What this task involves: Across all the entries, how many lines hold "pixels"? Answer with that number and nothing else.

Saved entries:
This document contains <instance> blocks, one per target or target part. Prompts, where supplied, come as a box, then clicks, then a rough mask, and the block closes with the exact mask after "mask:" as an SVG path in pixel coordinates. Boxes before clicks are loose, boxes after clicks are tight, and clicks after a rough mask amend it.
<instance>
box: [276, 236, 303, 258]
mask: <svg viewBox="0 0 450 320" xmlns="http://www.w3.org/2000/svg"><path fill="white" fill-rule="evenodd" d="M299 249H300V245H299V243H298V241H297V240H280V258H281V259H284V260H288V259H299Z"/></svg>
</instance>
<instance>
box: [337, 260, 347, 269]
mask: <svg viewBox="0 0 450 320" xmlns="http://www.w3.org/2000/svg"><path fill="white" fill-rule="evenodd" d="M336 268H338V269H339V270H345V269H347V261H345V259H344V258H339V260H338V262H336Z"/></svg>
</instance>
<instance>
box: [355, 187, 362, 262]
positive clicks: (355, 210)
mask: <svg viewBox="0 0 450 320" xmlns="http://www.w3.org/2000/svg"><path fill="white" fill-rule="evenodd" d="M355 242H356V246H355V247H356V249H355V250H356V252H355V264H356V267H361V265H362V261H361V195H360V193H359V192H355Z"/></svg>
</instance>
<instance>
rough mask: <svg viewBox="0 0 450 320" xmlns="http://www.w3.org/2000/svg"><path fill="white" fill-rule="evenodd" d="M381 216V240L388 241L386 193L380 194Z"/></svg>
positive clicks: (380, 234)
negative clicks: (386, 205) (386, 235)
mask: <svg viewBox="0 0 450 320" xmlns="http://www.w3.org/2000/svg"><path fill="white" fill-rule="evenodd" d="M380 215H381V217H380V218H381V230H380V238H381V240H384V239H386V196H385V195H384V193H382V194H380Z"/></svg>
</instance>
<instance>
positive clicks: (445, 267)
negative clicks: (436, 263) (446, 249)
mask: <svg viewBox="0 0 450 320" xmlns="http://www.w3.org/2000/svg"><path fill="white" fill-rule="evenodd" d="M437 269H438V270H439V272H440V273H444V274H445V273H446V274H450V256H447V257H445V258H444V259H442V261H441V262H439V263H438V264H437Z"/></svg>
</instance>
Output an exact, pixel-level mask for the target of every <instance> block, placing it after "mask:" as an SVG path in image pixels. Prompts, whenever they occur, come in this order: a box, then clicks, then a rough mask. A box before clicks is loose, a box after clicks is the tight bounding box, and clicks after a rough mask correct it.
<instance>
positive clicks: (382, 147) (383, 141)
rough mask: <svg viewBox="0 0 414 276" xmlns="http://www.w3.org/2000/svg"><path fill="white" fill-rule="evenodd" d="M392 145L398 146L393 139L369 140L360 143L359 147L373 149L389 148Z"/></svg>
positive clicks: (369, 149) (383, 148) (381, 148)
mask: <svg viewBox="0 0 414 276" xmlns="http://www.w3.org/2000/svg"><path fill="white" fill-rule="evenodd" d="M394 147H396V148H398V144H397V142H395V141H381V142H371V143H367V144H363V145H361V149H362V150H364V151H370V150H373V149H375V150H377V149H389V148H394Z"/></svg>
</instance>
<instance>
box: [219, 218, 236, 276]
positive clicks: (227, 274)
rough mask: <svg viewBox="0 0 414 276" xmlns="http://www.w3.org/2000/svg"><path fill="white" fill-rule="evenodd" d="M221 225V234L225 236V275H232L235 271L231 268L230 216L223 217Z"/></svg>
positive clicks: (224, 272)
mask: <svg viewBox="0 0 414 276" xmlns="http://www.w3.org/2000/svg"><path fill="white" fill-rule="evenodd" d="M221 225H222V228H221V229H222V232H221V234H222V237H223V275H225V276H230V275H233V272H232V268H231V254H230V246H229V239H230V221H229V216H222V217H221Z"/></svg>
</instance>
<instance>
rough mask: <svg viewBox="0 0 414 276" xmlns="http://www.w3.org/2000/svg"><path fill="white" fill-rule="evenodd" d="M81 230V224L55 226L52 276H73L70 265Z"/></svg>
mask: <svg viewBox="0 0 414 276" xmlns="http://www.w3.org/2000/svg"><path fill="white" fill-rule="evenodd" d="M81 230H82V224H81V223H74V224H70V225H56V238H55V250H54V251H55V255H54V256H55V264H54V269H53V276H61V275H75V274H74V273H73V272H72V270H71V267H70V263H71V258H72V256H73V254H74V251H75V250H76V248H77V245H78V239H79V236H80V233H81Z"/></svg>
---
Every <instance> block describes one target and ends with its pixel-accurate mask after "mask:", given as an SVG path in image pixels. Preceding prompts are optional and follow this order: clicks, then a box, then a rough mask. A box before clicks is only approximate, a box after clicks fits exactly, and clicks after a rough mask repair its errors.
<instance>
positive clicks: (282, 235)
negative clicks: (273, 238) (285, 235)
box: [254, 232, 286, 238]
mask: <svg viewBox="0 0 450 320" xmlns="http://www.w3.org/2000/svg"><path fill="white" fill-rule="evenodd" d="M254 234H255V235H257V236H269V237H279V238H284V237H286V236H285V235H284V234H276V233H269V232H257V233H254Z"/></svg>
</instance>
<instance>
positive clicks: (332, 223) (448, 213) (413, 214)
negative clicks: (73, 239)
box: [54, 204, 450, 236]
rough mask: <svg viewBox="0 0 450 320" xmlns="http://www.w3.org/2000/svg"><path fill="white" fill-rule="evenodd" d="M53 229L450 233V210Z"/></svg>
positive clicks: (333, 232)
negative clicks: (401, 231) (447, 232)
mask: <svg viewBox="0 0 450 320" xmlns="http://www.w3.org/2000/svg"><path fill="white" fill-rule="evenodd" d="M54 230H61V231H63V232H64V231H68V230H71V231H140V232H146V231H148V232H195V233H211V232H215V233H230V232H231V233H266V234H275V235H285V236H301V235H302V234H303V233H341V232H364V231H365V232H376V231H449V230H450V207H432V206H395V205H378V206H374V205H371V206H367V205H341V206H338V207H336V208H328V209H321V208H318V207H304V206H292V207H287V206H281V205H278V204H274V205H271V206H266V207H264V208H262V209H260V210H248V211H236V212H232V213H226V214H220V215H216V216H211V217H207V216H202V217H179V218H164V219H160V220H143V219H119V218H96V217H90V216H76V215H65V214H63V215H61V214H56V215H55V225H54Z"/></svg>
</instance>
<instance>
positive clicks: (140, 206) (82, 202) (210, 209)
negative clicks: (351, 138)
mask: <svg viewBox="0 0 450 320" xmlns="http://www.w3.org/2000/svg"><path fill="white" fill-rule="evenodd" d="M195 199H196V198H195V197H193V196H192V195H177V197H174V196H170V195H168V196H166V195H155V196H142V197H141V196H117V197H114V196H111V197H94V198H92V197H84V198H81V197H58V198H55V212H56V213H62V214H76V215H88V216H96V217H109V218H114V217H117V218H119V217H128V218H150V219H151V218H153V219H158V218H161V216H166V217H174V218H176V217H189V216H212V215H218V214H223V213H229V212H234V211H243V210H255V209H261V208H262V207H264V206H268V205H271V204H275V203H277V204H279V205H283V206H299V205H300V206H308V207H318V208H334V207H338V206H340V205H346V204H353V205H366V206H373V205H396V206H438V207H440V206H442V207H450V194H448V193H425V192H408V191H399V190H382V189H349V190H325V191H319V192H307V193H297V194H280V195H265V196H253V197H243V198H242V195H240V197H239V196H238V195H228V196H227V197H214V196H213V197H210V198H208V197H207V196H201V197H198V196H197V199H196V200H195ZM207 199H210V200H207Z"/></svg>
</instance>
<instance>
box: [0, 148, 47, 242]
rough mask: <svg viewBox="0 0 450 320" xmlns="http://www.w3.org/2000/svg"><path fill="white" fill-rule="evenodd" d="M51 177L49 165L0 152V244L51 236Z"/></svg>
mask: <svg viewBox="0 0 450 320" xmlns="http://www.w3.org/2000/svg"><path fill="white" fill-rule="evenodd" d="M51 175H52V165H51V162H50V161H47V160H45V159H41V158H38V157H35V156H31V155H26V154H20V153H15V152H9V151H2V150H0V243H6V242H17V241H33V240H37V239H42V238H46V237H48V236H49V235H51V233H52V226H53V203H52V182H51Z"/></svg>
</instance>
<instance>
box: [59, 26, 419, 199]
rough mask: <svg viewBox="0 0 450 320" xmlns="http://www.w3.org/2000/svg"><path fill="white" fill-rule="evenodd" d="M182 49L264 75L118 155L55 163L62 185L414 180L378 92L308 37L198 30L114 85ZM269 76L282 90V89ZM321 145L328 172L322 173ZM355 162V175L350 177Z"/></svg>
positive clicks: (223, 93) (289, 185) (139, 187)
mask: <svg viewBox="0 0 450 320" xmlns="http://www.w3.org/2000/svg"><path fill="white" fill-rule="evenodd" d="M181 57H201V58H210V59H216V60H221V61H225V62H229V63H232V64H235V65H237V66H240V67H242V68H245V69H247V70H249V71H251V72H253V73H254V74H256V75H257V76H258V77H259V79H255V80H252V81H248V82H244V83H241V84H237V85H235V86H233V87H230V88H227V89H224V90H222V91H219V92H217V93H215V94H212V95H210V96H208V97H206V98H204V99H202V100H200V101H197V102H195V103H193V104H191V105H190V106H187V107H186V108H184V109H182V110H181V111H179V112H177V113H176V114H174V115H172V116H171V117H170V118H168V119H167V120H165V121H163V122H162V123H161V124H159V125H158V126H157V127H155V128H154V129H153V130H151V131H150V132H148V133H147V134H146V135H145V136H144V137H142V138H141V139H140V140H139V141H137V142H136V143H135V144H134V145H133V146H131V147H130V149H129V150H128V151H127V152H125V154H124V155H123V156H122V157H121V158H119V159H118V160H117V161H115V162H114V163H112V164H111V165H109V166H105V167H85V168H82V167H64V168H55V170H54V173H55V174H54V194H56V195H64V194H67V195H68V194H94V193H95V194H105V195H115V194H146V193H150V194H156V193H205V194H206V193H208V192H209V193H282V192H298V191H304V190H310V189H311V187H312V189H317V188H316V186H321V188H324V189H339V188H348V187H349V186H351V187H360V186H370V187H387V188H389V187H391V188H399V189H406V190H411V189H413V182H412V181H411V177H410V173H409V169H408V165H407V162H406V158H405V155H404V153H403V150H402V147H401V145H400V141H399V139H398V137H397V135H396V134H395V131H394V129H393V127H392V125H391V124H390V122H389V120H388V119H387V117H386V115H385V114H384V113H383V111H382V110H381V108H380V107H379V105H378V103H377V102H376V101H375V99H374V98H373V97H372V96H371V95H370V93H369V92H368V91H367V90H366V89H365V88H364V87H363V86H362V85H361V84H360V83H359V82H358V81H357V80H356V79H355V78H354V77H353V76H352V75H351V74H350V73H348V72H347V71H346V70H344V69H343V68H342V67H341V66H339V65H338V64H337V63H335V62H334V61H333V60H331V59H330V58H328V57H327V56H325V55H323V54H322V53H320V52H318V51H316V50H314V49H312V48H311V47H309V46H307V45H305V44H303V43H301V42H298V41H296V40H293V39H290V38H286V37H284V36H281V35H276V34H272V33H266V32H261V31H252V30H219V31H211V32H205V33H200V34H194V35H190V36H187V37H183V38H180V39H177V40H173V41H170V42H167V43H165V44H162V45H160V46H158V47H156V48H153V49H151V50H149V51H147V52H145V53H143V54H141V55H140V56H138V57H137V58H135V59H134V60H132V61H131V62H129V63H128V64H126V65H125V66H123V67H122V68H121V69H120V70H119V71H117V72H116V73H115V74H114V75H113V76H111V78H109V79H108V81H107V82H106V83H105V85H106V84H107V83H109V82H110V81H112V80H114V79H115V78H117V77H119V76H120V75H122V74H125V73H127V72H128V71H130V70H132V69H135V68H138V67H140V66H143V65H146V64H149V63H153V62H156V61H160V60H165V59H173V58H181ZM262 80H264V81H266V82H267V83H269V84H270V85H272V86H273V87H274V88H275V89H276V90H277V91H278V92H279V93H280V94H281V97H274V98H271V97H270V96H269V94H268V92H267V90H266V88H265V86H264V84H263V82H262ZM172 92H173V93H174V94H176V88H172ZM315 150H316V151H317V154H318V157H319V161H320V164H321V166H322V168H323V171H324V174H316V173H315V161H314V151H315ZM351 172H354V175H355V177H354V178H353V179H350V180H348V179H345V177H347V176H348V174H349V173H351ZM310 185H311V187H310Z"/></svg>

Result below: 2